24 de março de 2013

os Papas e a caminhada quaresmal
Damasceno


Aproximamo-nos da etapa final da quaresma, estamos quase na rampa para o calvário. E continuamos a caminhar. Estes dias entre a resignação de Bento XVI e a eleição de Francisco, vemos a Igreja a caminhar, como Cristo, para o Calvário. Envolta de multidão eufórica, preocupada, animada, agressiva ou apenas curiosa, a Igreja caminhou e caminha. E sempre continuará caminhando.

Nem queria acreditar quando percebi que alguns analistas e órgãos da imprensa internacional (ainda que não muitos) insinuavam que a resignação de Bento XVI podia revelar uma certa cobardia ou comodismo egoísta. Mas realmente há gente a pensar e a dizer isso? Há. Não posso seguir as notícias com muita exaustão, mas vi uma ou outra coisa. Reproduzo aqui apenas um pedaço de uma entrevista a um teólogo alemão na Euronews (o canal de informação com mais audiência na Europa, anunciam eles) que me deixou estupefacto: Jornalista – Então acha que a Igreja está em crise? Teólogo – Mas isso é evidente… as igrejas estão completamente vazias, o espaço do encontro e da comunicação já não acontece no adro da igreja, as pessoas afastaram-se, os padres são cada vez menos – E como vê a resignação do Papa? – Ele diz que resigna, mas a verdade é que vai ficar ali por perto, o que ele quer é continuar a controlar, embora de outra maneira... até vai continuar a vestir de branco!...

- **Dados fornecidos**:
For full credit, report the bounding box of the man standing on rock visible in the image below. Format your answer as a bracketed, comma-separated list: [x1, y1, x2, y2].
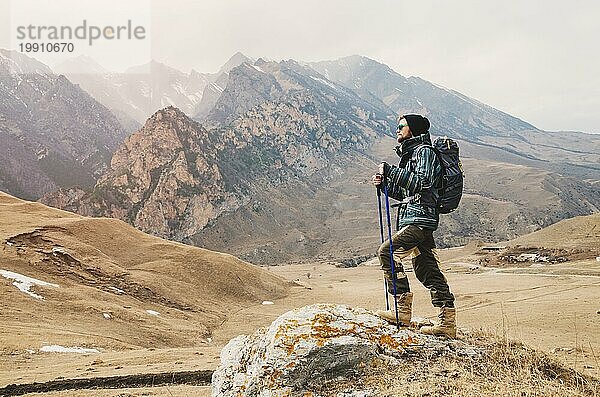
[373, 114, 456, 338]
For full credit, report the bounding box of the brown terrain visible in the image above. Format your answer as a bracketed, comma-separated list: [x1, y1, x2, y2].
[0, 194, 600, 396]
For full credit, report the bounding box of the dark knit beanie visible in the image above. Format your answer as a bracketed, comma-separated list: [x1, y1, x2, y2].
[401, 114, 429, 136]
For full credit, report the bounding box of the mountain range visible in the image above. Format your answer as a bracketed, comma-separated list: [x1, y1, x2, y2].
[2, 50, 600, 263]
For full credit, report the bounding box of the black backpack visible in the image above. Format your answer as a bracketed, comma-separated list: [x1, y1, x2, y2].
[432, 137, 465, 214]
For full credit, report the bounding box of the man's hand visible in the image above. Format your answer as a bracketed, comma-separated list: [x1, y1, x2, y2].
[371, 174, 383, 187]
[378, 161, 392, 176]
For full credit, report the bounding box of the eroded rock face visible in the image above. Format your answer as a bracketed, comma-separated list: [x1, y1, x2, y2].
[212, 304, 477, 397]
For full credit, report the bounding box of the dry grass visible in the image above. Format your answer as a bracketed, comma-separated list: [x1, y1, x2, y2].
[318, 334, 600, 397]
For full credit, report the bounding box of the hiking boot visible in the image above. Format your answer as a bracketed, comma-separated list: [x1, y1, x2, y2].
[420, 307, 456, 338]
[375, 292, 412, 327]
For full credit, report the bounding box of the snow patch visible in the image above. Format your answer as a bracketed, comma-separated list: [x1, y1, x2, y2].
[40, 345, 100, 354]
[0, 269, 58, 299]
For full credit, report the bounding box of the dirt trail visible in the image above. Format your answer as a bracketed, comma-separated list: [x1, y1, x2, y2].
[0, 256, 600, 397]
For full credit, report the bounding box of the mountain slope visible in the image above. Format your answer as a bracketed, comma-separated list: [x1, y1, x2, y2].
[55, 57, 211, 125]
[310, 55, 600, 178]
[39, 57, 388, 249]
[0, 50, 126, 198]
[0, 192, 288, 351]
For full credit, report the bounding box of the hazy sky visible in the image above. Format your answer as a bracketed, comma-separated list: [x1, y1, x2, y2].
[0, 0, 600, 133]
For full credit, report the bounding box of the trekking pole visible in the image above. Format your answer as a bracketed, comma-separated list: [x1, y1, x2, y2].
[377, 185, 390, 310]
[383, 181, 400, 331]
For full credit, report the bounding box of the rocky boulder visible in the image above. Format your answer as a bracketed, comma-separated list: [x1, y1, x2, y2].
[212, 304, 479, 397]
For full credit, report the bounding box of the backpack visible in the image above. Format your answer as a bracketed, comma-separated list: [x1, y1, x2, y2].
[432, 137, 465, 214]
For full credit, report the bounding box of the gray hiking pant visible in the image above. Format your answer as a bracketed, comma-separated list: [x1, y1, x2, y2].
[377, 225, 454, 307]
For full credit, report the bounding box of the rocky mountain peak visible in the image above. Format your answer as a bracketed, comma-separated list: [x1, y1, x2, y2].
[0, 48, 52, 75]
[217, 51, 254, 74]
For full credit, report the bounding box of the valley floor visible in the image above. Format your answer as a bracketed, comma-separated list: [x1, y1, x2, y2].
[0, 249, 600, 397]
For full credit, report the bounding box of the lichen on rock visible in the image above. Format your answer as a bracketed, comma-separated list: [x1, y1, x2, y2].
[212, 304, 477, 397]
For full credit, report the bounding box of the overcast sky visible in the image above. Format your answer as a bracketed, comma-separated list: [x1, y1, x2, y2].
[0, 0, 600, 133]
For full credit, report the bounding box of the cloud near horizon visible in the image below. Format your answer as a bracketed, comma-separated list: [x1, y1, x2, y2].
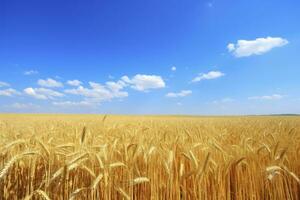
[227, 37, 289, 58]
[248, 94, 284, 100]
[192, 71, 225, 82]
[38, 78, 63, 88]
[166, 90, 192, 98]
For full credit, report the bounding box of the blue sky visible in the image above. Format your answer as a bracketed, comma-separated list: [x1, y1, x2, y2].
[0, 0, 300, 115]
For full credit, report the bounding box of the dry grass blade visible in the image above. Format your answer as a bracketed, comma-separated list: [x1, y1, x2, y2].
[133, 177, 150, 185]
[109, 162, 126, 169]
[116, 187, 131, 200]
[0, 151, 38, 179]
[80, 126, 86, 144]
[91, 173, 103, 190]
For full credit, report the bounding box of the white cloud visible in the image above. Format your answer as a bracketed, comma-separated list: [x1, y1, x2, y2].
[227, 37, 288, 57]
[65, 81, 128, 102]
[192, 71, 225, 82]
[10, 103, 40, 109]
[248, 94, 284, 100]
[67, 80, 82, 86]
[0, 88, 20, 97]
[52, 101, 94, 107]
[38, 78, 63, 87]
[166, 90, 192, 98]
[24, 87, 64, 100]
[0, 81, 10, 87]
[213, 97, 235, 104]
[121, 74, 166, 91]
[24, 70, 39, 76]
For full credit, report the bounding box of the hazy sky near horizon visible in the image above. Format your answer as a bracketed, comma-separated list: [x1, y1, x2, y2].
[0, 0, 300, 115]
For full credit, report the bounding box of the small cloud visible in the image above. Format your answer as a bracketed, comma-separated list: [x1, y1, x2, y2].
[207, 2, 214, 8]
[38, 78, 63, 87]
[213, 97, 235, 104]
[0, 88, 21, 97]
[192, 71, 225, 82]
[65, 80, 128, 102]
[52, 101, 95, 107]
[24, 70, 39, 76]
[24, 87, 64, 100]
[121, 74, 166, 91]
[166, 90, 192, 98]
[248, 94, 284, 100]
[10, 103, 40, 110]
[67, 80, 82, 86]
[108, 75, 115, 79]
[227, 37, 289, 57]
[0, 81, 10, 87]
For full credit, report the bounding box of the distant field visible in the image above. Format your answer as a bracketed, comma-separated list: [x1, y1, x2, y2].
[0, 114, 300, 200]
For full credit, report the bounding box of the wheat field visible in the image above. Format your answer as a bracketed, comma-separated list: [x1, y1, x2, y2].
[0, 114, 300, 200]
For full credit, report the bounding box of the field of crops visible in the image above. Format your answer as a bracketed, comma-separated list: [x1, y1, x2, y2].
[0, 114, 300, 200]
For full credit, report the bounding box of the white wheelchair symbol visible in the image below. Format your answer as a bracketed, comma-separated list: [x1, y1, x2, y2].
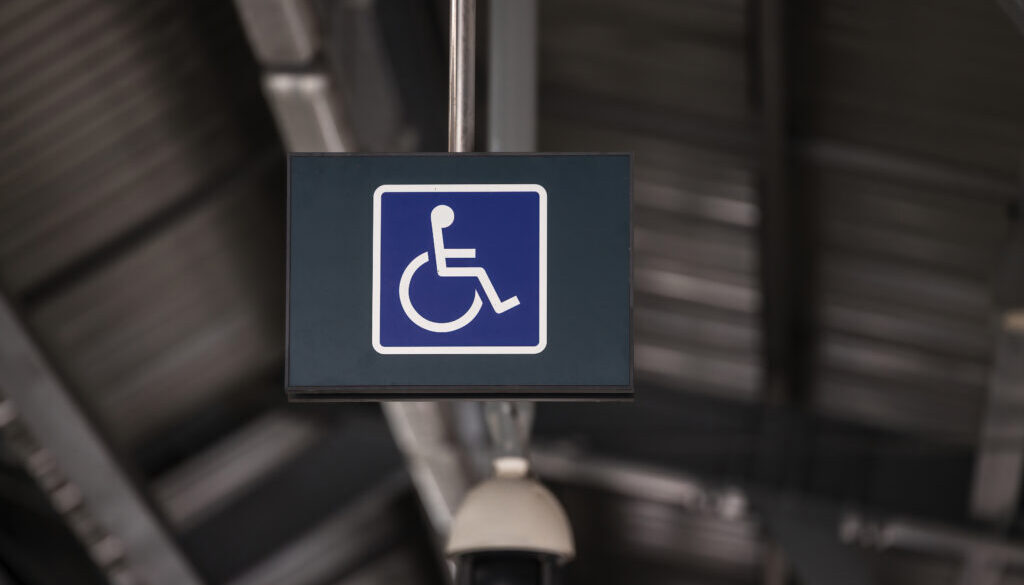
[398, 205, 519, 333]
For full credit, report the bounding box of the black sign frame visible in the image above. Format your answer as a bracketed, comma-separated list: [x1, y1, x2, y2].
[285, 153, 636, 402]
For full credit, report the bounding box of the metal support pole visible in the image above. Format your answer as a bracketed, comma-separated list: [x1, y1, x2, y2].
[449, 0, 476, 153]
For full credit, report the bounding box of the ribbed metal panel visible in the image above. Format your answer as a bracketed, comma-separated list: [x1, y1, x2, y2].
[798, 0, 1024, 441]
[32, 169, 284, 441]
[0, 0, 283, 444]
[540, 0, 761, 398]
[0, 0, 269, 294]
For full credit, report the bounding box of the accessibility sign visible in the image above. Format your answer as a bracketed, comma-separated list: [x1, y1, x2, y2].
[286, 154, 633, 400]
[373, 184, 548, 354]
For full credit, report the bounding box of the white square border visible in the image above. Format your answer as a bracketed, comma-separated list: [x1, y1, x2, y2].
[371, 184, 548, 356]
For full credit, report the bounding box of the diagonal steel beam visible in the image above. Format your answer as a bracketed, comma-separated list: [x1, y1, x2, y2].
[0, 297, 201, 585]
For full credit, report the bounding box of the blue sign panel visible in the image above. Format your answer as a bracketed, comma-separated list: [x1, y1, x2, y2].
[372, 184, 548, 354]
[285, 154, 633, 401]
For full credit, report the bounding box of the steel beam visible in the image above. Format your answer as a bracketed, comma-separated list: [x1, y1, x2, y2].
[0, 298, 201, 585]
[487, 0, 539, 153]
[971, 182, 1024, 526]
[755, 0, 813, 404]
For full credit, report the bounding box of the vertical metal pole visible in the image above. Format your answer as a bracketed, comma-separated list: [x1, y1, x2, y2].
[449, 0, 476, 153]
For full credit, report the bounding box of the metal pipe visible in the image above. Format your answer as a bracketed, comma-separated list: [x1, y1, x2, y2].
[449, 0, 476, 153]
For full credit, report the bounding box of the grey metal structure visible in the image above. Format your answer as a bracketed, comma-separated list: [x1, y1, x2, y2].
[0, 0, 1024, 585]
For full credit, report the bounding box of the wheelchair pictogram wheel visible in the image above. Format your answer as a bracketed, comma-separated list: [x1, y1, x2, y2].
[398, 252, 483, 333]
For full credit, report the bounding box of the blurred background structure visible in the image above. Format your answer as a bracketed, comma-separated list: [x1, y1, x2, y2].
[0, 0, 1024, 585]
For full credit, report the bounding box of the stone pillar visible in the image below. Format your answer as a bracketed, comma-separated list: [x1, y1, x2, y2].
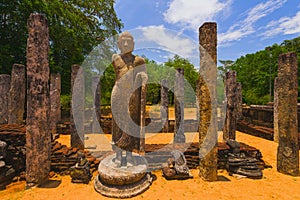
[0, 74, 10, 124]
[273, 77, 279, 143]
[50, 74, 61, 137]
[223, 71, 237, 141]
[174, 68, 185, 143]
[8, 64, 26, 124]
[92, 76, 101, 133]
[160, 79, 169, 133]
[26, 14, 51, 187]
[235, 83, 243, 121]
[276, 52, 299, 176]
[197, 22, 218, 181]
[70, 65, 85, 149]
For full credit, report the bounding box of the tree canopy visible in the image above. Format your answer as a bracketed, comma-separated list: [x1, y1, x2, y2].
[0, 0, 122, 93]
[229, 37, 300, 104]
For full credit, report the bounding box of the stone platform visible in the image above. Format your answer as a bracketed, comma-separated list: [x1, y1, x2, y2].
[94, 153, 153, 198]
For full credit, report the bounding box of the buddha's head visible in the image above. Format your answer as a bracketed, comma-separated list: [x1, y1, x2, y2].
[118, 31, 134, 54]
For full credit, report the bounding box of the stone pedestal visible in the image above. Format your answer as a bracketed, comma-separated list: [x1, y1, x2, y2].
[0, 74, 10, 124]
[94, 154, 153, 198]
[174, 68, 185, 143]
[276, 52, 299, 176]
[26, 14, 51, 187]
[8, 64, 26, 124]
[197, 22, 218, 181]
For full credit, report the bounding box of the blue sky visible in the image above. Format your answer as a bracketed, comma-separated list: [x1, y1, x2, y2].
[115, 0, 300, 65]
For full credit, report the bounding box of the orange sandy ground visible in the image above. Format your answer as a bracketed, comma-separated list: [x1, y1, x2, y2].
[0, 132, 300, 200]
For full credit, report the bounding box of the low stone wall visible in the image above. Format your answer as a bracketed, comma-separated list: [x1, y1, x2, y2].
[242, 104, 300, 132]
[145, 142, 271, 170]
[0, 125, 26, 175]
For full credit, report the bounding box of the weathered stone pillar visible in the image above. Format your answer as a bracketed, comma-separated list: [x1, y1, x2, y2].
[277, 52, 299, 176]
[26, 14, 51, 187]
[223, 71, 237, 141]
[8, 64, 26, 124]
[50, 74, 61, 137]
[235, 83, 243, 121]
[160, 79, 169, 133]
[70, 65, 85, 149]
[0, 74, 10, 124]
[197, 22, 218, 181]
[174, 68, 185, 143]
[273, 77, 279, 143]
[92, 76, 101, 133]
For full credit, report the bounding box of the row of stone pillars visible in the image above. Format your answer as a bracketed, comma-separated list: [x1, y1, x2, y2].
[161, 68, 186, 143]
[0, 64, 26, 124]
[223, 52, 299, 176]
[0, 64, 61, 128]
[0, 14, 299, 186]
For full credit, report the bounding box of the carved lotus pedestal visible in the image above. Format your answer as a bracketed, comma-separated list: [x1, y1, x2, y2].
[94, 154, 153, 198]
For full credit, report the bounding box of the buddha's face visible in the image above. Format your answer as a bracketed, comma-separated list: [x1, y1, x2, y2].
[118, 33, 134, 54]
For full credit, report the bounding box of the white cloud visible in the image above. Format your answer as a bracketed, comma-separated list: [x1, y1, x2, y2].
[262, 11, 300, 37]
[218, 0, 287, 45]
[139, 25, 198, 58]
[164, 0, 232, 30]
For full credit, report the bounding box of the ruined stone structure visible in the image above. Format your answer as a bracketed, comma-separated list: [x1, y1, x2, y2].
[273, 77, 279, 142]
[276, 52, 299, 176]
[162, 150, 193, 179]
[235, 83, 243, 121]
[0, 74, 10, 124]
[174, 68, 185, 143]
[26, 14, 51, 187]
[160, 79, 169, 133]
[70, 65, 85, 149]
[8, 64, 26, 124]
[223, 71, 237, 141]
[197, 22, 218, 181]
[50, 74, 61, 137]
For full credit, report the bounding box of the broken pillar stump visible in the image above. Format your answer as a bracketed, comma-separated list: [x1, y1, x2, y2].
[26, 14, 51, 187]
[235, 83, 243, 121]
[92, 76, 102, 133]
[70, 65, 85, 149]
[0, 74, 10, 124]
[8, 64, 26, 124]
[273, 77, 279, 143]
[223, 71, 237, 141]
[197, 22, 218, 181]
[160, 79, 169, 133]
[276, 52, 299, 176]
[174, 68, 185, 143]
[50, 74, 61, 139]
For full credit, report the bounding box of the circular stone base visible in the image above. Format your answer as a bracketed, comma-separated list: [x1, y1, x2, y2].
[94, 154, 152, 198]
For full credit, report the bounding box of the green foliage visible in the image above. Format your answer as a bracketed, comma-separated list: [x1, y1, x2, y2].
[0, 0, 122, 94]
[229, 37, 300, 104]
[60, 94, 71, 112]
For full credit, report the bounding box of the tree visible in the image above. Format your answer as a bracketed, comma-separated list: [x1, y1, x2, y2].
[229, 37, 300, 104]
[0, 0, 122, 93]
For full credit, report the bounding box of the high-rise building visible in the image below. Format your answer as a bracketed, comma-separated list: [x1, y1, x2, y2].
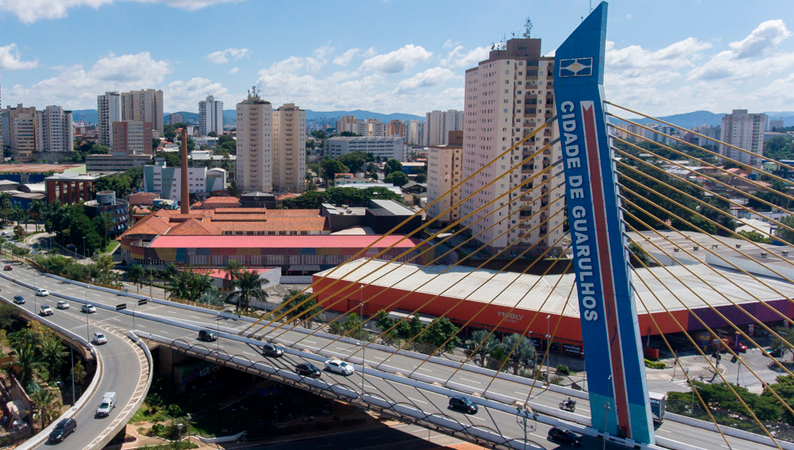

- **Instruções**:
1) No texto sobre os Papas e a caminhada quaresmal, em que canal foi transmitida a entrevista ao teólogo alemão?
2) Reproduza, sem alterações, o trecho do texto sobre os Papas e a caminhada quaresmal entre "os Papas e a" e "sempre continuará caminhando.", inclusive.

- **Lista de respostas**:
1) Na Euronews.

2)
os Papas e a caminhada quaresmal
Damasceno


Aproximamo-nos da etapa final da quaresma, estamos quase na rampa para o calvário. E continuamos a caminhar. Estes dias entre a resignação de Bento XVI e a eleição de Francisco, vemos a Igreja a caminhar, como Cristo, para o Calvário. Envolta de multidão eufórica, preocupada, animada, agressiva ou apenas curiosa, a Igreja caminhou e caminha. E sempre continuará caminhando.